Input rows —
◇ ◇ ◇

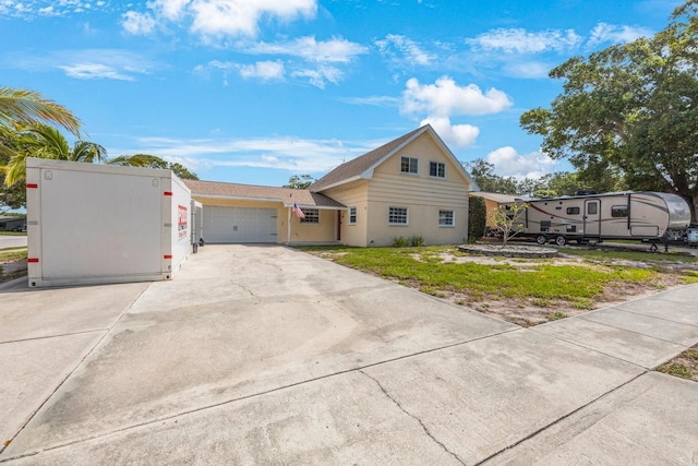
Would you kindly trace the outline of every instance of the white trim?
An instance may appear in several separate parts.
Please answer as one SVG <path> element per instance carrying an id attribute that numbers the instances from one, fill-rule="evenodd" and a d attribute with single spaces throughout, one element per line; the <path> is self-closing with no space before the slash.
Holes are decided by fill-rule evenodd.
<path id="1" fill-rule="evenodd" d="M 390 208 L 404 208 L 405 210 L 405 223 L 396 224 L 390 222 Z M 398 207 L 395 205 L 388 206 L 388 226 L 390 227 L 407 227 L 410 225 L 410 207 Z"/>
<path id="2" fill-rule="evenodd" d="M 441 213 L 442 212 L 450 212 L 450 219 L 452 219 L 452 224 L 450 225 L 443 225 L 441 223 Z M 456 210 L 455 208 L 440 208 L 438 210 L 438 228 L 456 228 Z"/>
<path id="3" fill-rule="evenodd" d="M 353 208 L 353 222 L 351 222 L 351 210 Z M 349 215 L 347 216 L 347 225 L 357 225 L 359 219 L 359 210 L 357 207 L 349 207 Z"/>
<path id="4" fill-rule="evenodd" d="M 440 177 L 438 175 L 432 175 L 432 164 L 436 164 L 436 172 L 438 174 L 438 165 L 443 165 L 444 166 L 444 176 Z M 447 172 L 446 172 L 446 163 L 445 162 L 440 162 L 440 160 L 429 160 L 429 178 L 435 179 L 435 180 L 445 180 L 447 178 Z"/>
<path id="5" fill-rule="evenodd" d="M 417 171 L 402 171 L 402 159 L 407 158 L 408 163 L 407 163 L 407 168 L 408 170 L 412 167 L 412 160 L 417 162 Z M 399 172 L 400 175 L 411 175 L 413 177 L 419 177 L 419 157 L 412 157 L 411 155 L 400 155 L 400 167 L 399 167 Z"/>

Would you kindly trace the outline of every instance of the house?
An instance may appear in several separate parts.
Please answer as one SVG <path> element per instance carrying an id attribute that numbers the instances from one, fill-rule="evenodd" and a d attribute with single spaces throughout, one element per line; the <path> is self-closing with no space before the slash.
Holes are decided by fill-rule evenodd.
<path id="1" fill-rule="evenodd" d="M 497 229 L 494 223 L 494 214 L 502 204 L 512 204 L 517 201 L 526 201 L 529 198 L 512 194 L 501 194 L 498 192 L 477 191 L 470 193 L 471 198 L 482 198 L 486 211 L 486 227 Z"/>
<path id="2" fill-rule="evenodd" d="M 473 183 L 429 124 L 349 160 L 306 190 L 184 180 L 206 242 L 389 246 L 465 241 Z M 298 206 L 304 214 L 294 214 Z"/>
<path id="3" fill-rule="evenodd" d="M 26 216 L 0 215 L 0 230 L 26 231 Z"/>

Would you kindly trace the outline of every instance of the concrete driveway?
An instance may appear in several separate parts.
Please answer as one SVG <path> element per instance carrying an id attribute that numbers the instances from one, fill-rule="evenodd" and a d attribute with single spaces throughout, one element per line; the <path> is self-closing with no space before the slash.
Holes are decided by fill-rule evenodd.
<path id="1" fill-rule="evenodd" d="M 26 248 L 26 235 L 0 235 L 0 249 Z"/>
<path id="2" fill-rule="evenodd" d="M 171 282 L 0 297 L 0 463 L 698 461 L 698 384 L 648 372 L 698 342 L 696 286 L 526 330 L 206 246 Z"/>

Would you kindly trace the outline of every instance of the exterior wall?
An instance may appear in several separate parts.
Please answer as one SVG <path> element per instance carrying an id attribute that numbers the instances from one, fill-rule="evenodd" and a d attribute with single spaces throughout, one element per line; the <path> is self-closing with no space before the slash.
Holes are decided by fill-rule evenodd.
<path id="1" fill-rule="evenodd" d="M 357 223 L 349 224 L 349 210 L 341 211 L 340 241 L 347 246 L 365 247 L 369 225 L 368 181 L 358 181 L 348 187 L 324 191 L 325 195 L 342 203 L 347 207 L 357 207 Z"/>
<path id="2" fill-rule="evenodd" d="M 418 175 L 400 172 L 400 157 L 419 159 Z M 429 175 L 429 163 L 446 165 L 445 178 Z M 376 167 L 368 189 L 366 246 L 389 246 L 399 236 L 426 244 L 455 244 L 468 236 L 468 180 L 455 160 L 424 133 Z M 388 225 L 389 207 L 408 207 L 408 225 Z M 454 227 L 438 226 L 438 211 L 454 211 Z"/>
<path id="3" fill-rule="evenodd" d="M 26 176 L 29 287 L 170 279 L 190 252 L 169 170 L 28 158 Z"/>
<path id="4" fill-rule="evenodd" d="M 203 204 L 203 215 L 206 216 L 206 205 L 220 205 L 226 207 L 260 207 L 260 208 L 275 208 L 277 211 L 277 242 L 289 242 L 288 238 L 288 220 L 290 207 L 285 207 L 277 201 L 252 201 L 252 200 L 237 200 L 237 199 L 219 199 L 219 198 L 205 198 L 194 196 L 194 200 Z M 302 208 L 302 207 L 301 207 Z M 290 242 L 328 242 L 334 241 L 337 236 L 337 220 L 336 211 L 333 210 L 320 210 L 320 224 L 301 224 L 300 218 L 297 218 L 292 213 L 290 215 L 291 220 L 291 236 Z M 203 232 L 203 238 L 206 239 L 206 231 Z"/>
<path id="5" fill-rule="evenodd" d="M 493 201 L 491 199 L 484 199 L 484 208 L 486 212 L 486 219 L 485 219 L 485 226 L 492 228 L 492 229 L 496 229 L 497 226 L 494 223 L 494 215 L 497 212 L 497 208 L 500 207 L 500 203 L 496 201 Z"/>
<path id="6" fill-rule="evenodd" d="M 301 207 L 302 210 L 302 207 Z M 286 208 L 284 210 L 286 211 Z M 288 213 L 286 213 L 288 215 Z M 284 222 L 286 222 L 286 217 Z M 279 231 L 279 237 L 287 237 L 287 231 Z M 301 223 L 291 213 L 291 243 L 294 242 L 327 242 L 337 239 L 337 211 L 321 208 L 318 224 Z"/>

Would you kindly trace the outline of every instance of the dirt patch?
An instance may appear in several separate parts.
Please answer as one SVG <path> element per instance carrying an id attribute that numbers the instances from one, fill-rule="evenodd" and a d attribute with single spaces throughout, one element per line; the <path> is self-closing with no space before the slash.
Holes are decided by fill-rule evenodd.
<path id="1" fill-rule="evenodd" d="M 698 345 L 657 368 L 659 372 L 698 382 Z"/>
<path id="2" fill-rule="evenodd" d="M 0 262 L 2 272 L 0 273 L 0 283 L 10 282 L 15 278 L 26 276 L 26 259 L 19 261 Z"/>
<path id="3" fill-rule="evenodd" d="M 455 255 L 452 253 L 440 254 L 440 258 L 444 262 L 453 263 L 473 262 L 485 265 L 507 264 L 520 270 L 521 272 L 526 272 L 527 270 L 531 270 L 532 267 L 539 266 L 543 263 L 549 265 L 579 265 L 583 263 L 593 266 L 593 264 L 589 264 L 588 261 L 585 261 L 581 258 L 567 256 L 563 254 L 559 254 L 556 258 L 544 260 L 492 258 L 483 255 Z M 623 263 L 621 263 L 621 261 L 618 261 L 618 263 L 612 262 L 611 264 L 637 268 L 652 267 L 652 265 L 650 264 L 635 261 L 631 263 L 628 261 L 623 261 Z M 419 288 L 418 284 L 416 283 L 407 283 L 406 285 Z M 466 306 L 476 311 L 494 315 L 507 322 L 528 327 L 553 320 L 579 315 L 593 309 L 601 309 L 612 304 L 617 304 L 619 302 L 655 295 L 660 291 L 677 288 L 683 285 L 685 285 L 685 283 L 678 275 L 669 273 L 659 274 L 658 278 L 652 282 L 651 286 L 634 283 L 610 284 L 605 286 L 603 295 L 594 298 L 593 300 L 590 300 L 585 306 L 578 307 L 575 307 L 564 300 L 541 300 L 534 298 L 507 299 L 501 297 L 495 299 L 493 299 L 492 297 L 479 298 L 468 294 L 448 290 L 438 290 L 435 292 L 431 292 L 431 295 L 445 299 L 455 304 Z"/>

◇ ◇ ◇

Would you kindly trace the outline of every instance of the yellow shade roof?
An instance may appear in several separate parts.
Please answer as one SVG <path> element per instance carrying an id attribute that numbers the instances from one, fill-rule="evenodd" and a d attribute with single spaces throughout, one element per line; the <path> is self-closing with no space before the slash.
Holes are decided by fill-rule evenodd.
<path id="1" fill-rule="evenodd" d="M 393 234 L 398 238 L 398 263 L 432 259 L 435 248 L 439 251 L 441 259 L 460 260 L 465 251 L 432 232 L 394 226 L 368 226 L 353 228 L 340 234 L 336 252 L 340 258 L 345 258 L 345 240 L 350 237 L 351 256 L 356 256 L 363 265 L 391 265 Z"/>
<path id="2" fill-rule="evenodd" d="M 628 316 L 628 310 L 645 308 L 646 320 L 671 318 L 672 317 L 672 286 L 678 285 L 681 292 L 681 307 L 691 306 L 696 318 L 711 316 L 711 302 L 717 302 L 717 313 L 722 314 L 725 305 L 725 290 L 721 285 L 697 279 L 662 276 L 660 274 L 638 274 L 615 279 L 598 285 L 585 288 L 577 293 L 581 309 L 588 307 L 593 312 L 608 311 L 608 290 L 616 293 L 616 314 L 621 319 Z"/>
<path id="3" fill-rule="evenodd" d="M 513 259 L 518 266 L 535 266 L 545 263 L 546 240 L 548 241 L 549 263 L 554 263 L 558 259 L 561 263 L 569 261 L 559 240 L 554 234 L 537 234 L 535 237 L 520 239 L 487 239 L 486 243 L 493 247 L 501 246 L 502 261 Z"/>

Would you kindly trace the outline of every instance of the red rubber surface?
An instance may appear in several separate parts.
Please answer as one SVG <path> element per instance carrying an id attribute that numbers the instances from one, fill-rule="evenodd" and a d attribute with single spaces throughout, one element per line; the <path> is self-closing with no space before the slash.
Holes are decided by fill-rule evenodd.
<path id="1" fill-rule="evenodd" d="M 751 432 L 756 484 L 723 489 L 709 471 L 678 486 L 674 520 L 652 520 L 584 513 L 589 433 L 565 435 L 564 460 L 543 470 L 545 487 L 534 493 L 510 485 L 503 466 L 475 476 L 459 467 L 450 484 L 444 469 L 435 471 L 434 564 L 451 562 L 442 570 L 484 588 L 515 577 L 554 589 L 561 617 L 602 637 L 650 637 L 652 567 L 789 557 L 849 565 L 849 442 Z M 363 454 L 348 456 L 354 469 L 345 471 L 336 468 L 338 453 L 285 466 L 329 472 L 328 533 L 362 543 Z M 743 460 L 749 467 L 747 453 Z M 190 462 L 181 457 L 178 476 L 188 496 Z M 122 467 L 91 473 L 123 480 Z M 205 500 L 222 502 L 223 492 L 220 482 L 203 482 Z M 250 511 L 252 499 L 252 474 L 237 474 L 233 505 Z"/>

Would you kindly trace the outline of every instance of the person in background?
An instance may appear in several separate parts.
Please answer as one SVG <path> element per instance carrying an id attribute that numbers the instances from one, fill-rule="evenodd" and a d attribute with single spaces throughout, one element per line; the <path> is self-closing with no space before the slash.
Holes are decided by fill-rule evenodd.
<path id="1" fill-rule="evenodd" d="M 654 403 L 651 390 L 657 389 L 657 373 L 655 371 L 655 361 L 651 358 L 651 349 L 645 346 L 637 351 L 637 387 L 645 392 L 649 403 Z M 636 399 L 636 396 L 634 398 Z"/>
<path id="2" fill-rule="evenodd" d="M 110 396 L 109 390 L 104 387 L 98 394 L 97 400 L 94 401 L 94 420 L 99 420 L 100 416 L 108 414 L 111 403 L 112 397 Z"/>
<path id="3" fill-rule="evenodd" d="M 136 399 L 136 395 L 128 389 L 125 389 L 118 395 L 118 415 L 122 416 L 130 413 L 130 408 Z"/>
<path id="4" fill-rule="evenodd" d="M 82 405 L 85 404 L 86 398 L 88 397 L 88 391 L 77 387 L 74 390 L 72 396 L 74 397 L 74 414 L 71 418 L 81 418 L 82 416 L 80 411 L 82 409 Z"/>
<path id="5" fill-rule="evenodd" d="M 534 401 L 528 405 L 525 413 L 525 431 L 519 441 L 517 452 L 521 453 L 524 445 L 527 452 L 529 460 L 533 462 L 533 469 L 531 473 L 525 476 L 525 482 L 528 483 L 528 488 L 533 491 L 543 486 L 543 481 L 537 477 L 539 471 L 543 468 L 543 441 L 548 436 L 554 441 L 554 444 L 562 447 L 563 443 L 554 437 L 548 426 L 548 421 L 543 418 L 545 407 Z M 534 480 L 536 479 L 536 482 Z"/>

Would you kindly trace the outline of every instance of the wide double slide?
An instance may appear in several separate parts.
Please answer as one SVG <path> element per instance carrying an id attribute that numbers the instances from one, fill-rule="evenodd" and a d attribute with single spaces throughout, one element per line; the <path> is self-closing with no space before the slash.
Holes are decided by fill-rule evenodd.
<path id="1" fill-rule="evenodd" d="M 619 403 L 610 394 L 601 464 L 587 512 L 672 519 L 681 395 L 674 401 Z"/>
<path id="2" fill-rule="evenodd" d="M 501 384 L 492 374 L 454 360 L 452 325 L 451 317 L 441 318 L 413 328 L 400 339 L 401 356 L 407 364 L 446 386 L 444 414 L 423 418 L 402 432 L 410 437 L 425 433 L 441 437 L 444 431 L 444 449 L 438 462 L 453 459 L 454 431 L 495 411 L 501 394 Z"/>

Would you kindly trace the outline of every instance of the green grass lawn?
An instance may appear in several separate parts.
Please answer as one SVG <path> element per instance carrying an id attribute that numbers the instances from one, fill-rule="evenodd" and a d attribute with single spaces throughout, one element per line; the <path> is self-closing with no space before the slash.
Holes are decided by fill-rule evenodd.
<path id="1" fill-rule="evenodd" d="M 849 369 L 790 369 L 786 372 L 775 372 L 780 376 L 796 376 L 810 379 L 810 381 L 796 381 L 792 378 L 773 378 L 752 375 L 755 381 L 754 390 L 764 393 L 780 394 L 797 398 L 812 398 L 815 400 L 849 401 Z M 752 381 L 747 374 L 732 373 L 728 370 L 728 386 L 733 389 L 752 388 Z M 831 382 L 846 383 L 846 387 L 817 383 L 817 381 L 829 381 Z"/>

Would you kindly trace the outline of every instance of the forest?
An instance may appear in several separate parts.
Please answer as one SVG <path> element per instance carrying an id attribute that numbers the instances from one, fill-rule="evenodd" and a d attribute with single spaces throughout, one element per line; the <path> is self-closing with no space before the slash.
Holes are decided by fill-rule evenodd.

◇ ◇ ◇

Goal — Which lines of the material contain the word "every"? List each of them in full.

Solved problem —
Would you kindly trace the outline of every instance of the white trim?
Would you kindly trace the outline of every instance of the house?
Would you kindly trace the outline of every instance of the concrete driveway?
Would you kindly trace the outline of every instance of the exterior wall?
Would you kindly trace the outline of every instance of the dirt patch?
Would you kindly trace the outline of every instance of the yellow shade roof?
Would you kindly trace the outline of every instance of the red rubber surface?
Would you kindly trace the outline of every instance of the person in background?
Would you kindly trace the outline of every instance of the wide double slide?
Would you kindly trace the outline of every instance of the green grass lawn?
Would you kindly trace the outline of every instance of the forest?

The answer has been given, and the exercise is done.